Work required:
State the number of lines in these records that include the string "gray", and say nothing more.

Input data:

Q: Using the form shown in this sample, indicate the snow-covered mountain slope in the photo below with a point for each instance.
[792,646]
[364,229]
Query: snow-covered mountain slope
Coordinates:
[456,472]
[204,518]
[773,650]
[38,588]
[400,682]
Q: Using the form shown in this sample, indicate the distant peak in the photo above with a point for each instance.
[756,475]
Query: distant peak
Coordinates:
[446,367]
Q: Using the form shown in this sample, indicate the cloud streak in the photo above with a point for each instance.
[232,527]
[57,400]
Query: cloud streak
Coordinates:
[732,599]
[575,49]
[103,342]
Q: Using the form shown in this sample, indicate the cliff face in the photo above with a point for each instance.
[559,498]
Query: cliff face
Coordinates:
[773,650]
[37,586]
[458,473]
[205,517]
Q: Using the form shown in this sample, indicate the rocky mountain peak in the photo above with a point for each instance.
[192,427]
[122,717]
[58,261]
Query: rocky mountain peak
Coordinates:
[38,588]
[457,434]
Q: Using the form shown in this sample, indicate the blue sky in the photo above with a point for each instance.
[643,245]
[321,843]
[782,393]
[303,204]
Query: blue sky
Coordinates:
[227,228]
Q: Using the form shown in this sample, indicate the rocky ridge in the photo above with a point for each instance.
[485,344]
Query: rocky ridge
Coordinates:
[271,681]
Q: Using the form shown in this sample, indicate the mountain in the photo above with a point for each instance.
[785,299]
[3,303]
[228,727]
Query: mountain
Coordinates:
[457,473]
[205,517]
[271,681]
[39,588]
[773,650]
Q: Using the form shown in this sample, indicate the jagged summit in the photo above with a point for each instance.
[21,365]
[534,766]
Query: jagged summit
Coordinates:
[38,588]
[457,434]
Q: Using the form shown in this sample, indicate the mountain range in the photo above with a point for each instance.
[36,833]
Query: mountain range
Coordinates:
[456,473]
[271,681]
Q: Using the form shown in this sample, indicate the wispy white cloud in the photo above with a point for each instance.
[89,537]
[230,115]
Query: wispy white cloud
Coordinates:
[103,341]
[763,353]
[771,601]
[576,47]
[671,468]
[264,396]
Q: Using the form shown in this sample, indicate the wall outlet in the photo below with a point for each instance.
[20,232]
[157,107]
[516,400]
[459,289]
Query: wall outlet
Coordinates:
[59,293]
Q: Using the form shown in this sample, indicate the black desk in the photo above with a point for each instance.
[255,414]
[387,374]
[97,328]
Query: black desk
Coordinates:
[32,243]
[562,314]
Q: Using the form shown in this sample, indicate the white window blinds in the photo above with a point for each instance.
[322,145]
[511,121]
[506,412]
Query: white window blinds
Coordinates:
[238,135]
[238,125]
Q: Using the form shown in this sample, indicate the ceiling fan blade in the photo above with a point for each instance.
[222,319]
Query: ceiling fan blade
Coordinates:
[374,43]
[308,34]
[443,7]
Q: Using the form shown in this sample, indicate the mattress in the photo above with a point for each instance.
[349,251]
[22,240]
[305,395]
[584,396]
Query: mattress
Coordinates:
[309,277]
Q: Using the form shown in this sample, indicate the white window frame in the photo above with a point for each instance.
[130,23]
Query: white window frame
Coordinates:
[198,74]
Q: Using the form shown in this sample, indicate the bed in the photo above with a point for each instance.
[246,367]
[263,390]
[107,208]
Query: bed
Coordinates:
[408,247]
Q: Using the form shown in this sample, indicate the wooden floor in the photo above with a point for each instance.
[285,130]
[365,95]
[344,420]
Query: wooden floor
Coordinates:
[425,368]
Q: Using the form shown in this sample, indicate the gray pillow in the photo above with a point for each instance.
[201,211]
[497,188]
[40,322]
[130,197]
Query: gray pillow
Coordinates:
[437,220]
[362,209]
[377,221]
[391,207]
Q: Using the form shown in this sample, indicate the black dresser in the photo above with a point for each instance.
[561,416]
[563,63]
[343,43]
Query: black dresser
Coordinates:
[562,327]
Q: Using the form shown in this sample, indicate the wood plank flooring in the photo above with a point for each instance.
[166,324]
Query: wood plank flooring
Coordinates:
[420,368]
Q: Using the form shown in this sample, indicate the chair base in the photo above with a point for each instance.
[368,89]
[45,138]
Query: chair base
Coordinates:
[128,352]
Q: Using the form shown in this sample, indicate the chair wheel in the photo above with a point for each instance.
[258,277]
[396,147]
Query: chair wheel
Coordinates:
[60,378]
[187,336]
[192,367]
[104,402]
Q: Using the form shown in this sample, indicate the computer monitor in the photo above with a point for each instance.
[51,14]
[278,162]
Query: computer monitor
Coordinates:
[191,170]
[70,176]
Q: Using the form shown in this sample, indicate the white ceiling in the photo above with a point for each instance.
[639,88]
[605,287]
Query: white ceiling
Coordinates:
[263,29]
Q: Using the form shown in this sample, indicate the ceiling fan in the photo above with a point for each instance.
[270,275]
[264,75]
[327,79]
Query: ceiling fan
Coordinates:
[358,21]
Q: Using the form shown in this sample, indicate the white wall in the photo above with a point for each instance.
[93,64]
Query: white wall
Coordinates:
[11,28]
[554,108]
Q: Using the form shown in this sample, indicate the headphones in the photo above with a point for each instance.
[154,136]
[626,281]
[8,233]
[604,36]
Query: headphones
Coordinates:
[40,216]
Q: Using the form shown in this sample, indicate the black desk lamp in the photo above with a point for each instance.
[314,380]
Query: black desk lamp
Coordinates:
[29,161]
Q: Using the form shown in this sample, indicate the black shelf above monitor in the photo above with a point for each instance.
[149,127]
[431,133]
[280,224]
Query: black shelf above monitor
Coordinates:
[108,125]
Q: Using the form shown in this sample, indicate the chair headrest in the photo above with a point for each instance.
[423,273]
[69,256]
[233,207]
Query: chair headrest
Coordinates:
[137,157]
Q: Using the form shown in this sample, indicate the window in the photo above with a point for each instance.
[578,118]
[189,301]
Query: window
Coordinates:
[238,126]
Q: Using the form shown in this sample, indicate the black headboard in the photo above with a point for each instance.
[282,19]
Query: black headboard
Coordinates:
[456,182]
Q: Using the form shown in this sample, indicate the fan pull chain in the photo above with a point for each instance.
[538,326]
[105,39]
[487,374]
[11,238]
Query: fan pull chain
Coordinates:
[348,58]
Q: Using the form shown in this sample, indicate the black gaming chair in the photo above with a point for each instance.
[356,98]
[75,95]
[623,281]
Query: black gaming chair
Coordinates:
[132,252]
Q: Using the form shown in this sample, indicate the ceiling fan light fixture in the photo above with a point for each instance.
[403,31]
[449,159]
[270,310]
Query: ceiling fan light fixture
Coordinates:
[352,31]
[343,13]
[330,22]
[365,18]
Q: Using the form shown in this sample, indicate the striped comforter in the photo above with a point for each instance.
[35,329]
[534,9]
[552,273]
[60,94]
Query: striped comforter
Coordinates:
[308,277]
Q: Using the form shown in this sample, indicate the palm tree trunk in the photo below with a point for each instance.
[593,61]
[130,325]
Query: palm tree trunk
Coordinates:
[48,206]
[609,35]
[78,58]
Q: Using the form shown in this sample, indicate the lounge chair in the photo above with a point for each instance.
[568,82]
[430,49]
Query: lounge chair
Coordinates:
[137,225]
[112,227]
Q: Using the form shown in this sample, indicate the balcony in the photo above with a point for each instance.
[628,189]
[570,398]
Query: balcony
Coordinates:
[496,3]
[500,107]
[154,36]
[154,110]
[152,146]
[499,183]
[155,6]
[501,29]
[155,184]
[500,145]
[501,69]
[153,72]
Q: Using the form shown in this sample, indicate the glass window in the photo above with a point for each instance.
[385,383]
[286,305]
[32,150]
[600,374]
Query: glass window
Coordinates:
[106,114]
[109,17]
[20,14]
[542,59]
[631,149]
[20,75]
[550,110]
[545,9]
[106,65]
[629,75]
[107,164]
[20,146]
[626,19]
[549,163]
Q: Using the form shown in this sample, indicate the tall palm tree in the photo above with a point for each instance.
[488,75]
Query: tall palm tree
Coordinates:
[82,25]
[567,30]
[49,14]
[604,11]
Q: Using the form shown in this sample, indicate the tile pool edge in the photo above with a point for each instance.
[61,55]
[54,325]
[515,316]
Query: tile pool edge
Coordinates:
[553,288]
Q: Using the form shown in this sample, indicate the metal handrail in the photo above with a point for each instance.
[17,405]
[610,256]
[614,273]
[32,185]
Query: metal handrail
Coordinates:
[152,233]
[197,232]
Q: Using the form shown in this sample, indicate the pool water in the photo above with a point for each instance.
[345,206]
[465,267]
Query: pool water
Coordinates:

Worked solution:
2